▶ Passage to read
####################
The White House has said it is seeking information after Russia announced it had arrested a dual US-Russian citizen on treason charges, accusing her of collecting funds for Ukrainian organisations and openly opposing the Russian war in Ukraine.
A Russian legal NGO, First Dept, said the woman, named by the media in Russia as Ksenia Khavana, may stand accused of transferring $51 (£40) to a Ukrainian charity on 24 February 2022, the day Vladimir Putin launched his invasion of Ukraine. She faces up to 20 years in prison.
Russia’s FSB security agency reported on Tuesday that it had detained a 33-year-old woman from Los Angeles who holds dual citizenship. Reports said she had attended the Ural Federal University in Ekaterinburg and later married an American citizen and moved to the US.
Photographs from social media showed Khavana smiling, flanked by two US flags, as she holds her naturalisation documents.
Asked about the case, the US national security spokesperson John Kirby reiterated warnings about US citizens travelling to Russia.
Meanwhile, there were a series of reports on Tuesday of a Russian crackdown on perceived threats from abroad. Russia’s state financial monitoring agency added the US senator Lindsey Graham to a database of terrorists and extremists, probably for his criticism of the war in Ukraine.
####################
▶ Tasks for this exercise
**1)** Transcribe the part of the article about the treason arrest starting at "Russia’s FSB security" and ending at "travelling to Russia.".
**2)** Name every person the article about the treason arrest identifies by name.
**3)** Write the next part of the article about the treason arrest, picking up after its final sentence.
The data has nothing to do with the work on the article.

Items listed in a dataset
####################
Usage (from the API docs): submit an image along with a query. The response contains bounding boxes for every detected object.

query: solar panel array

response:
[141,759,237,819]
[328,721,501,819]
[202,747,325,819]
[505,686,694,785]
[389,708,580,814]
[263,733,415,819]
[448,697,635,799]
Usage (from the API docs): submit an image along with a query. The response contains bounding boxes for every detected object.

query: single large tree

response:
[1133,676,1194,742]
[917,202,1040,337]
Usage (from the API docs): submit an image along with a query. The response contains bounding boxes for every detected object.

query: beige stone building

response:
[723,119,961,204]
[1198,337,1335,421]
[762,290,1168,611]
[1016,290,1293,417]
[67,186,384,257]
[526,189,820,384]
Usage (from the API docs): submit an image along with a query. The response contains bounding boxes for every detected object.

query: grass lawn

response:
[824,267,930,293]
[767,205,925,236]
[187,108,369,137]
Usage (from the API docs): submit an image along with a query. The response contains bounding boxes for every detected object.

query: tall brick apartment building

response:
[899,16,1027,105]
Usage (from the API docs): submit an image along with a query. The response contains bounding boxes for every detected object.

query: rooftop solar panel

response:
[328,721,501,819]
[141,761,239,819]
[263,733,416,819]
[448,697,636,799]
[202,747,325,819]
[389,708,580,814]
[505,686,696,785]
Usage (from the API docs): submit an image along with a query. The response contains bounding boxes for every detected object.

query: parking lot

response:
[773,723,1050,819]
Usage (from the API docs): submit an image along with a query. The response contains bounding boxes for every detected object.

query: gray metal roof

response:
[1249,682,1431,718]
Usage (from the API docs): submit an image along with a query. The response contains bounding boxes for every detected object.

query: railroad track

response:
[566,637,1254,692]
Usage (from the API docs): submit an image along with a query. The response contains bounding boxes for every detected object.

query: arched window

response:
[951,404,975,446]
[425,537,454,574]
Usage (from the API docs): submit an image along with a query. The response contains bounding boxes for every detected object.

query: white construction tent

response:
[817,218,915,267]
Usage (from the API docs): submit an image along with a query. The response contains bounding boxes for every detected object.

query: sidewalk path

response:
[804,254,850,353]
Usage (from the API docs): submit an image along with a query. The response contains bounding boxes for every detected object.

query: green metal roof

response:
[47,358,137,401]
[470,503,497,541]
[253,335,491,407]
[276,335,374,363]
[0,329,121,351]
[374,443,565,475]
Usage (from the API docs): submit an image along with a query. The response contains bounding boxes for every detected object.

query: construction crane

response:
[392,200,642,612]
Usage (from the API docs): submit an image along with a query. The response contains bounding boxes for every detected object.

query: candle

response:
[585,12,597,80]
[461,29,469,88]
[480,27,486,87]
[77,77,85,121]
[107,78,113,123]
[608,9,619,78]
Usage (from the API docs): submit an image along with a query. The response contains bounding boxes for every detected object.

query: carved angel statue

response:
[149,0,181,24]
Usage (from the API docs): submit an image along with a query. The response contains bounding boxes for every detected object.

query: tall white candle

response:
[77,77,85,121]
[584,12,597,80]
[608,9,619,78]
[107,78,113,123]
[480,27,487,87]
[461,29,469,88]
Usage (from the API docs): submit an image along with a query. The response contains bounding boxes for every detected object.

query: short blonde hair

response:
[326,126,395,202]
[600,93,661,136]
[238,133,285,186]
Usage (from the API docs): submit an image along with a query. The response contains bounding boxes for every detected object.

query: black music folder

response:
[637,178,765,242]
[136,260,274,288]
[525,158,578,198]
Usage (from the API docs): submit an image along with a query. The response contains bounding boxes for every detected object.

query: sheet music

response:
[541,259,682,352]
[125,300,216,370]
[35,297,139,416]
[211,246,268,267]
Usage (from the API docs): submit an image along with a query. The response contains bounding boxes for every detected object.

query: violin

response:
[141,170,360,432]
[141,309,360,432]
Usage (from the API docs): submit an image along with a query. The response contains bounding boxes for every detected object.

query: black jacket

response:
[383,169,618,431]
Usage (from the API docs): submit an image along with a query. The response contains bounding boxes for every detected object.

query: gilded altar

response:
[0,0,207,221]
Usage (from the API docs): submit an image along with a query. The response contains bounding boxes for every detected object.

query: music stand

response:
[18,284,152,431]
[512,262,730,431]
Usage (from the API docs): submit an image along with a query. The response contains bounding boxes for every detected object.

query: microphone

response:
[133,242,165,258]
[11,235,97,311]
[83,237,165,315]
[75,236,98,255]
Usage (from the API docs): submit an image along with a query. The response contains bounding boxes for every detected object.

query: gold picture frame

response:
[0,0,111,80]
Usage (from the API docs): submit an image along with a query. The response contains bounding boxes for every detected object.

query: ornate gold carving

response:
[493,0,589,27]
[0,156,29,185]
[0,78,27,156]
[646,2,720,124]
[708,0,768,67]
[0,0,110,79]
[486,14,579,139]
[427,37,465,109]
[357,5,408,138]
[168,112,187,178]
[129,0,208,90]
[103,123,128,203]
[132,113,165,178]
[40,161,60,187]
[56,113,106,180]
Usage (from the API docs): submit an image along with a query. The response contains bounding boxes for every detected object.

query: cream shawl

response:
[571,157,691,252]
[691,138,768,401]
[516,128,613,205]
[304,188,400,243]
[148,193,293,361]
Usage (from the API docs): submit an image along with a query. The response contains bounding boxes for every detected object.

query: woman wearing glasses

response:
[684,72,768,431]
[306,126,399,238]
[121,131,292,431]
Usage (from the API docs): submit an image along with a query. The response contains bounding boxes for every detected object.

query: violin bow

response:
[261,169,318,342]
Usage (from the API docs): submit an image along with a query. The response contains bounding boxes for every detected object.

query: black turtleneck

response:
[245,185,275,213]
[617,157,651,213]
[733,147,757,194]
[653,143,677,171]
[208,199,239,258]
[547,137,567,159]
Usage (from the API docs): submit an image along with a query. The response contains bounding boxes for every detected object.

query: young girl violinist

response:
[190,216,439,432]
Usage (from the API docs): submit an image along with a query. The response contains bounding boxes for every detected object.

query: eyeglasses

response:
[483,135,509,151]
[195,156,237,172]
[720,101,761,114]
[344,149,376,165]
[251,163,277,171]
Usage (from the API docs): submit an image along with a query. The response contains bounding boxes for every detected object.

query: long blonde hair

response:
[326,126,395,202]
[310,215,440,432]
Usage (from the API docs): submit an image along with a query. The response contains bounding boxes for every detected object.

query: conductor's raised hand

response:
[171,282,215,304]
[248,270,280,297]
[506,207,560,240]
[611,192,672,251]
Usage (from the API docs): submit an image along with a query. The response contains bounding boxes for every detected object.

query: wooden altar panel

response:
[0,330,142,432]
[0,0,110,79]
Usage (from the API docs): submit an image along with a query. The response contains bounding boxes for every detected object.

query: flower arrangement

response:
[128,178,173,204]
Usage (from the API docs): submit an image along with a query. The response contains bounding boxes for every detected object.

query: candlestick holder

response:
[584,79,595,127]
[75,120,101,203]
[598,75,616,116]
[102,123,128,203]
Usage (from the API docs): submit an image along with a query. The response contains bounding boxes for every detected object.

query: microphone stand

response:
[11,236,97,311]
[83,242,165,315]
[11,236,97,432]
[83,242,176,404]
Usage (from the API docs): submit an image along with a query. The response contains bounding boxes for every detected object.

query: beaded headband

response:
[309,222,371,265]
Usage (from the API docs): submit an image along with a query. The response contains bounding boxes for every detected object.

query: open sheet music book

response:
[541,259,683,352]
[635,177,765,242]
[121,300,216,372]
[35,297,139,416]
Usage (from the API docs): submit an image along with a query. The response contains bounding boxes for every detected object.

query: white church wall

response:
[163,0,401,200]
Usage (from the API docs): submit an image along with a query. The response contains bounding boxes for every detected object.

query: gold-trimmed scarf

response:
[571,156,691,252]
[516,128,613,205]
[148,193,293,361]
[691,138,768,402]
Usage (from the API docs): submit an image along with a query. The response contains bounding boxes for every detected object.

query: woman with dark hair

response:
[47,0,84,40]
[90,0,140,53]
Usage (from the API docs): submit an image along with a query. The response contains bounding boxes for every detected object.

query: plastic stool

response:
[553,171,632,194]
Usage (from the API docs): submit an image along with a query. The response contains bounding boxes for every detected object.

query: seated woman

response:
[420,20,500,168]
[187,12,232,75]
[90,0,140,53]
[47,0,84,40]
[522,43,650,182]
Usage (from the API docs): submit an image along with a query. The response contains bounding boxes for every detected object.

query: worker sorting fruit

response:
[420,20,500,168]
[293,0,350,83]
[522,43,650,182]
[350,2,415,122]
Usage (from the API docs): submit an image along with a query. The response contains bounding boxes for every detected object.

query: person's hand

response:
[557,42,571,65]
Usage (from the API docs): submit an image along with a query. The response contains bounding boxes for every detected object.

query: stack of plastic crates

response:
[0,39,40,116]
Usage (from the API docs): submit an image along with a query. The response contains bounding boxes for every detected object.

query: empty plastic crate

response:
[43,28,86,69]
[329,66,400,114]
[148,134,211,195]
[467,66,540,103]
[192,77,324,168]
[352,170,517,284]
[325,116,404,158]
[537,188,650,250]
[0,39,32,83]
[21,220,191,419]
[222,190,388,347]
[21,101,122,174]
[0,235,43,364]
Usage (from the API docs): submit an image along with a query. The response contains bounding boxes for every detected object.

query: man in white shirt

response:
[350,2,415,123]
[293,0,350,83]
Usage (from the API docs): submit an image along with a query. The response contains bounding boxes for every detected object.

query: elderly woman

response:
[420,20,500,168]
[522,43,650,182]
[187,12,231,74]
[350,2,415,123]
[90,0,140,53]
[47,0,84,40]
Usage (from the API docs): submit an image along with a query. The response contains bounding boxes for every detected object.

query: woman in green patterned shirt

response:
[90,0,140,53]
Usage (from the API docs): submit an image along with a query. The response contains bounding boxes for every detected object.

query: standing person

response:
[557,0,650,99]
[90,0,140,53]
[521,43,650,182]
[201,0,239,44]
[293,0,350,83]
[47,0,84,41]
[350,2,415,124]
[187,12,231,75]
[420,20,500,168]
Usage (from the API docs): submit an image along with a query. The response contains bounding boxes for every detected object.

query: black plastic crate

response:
####################
▶ Answers to this exercise
**1)**
Russia’s FSB security agency reported on Tuesday that it had detained a 33-year-old woman from Los Angeles who holds dual citizenship. Reports said she had attended the Ural Federal University in Ekaterinburg and later married an American citizen and moved to the US.
Photographs from social media showed Khavana smiling, flanked by two US flags, as she holds her naturalisation documents.
Asked about the case, the US national security spokesperson John Kirby reiterated warnings about US citizens travelling to Russia.

**2)** Ksenia Khavana, Vladimir Putin, John Kirby, Lindsey Graham

**3)**
A Russian court also sentenced a former adviser to the Russian embassy in France to 18 years in prison on state treason charges, while Russia declared the US Congress-funded Radio Free Europe an “undesirable organisation”, essentially banning the broadcaster’s activities in the country.
Khavana’s arrest in January occurred shortly before Putin confirmed there were backroom talks with the US to negotiate a prisoner exchange, including the jailed Wall Street Journal reporter Evan Gershkovich. Dual citizens are less often considered in such trades.
The FSB saidon Tuesday: “Since February 2022, [Khavana] has been proactively collecting funds in the interests of one of the Ukrainian organisations, which were subsequently used to purchase tactical medicine items, equipment, weapons and ammunition by the armed forces of Ukraine. In addition, on the territory of the United States, this citizen has repeatedly participated in public actions in support of the Kyiv regime.”
First Dept said the NGO had information that Khavana had been charged for transferring $51.80 to the Ukrainian charitable fund Razom for Ukraine, which helps fund medical equipment for first responders and other humanitarian causes.
The transfer was made on 24 February 2022, according to First Dept, the day Russia launched its full-scale war against Ukraine.
Dora Chomiak, the chief executive of Razom for Ukraine, said: “Razom is appalled by reports that a US-Russian dual national has been arrested by Russian authorities for purportedly making a charitable donation to Razom for Ukraine in the immediate aftermath of Russia’s full-scale invasion of Ukraine.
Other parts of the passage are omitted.